▶ **INSTRUCTIONS TO FOLLOW**: Output every line of the listing below as a Markdown table with two columns, "Number" for the row number and "Entry" for the line, skipping blank lines. Leave the pictures out of the table.

Entries drawn from a collection:
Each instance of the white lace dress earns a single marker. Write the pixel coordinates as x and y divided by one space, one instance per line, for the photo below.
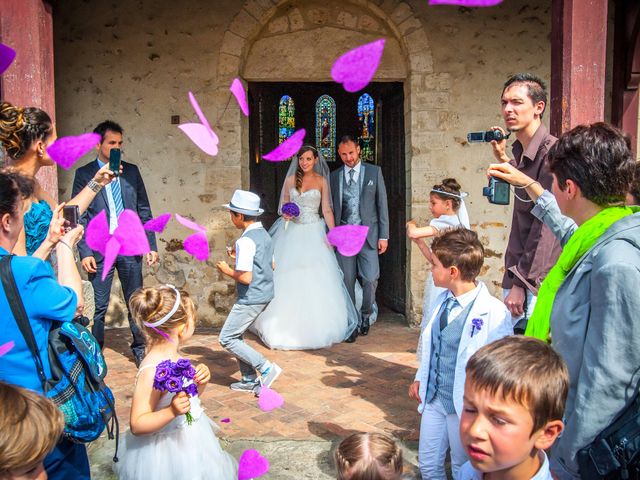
311 308
178 450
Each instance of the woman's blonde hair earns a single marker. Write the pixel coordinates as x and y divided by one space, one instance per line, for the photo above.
30 427
368 456
150 304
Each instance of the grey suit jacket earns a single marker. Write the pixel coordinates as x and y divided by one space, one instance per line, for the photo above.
374 211
595 326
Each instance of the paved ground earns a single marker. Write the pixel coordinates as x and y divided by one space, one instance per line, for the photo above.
328 394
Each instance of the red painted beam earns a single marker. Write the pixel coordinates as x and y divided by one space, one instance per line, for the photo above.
27 27
578 62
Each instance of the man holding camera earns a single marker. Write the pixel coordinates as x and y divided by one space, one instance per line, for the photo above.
532 249
127 191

▶ **RESPONSE**:
| Number | Entry |
|---|---|
| 1 | Each instance of the white lace dress earns a single marker. Write the pixel coordinates as x and y divided by one space, one instance per line, for the photo below. |
| 2 | 311 308 |
| 3 | 178 450 |
| 4 | Each instance of the woman's blonde hair earns a single marker. Write the pixel coordinates as x and y divided by one space, one instance per line, for the photo above. |
| 5 | 30 427 |
| 6 | 368 456 |
| 7 | 150 304 |
| 8 | Each instance of the grey suit jacket earns a single marker. Write the pixel coordinates as x and y divided by one space, one instance per line, for the photo above. |
| 9 | 374 211 |
| 10 | 595 326 |
| 11 | Each instance of the paved ground earns a single marker. Write the pixel coordinates as x and y divided by one space, one instance per line, for the photo above. |
| 12 | 328 394 |
| 13 | Each instance of the red painted beam earns a single marker. Write the pixel coordinates as x and y divided by one space, one instance per line, for the photo above. |
| 14 | 27 27 |
| 15 | 578 62 |
| 16 | Each instance of the man holding camera earns a single marker. Write the pixel coordinates as x and y divided by one space, one instance per line, for the photo above. |
| 17 | 532 249 |
| 18 | 127 191 |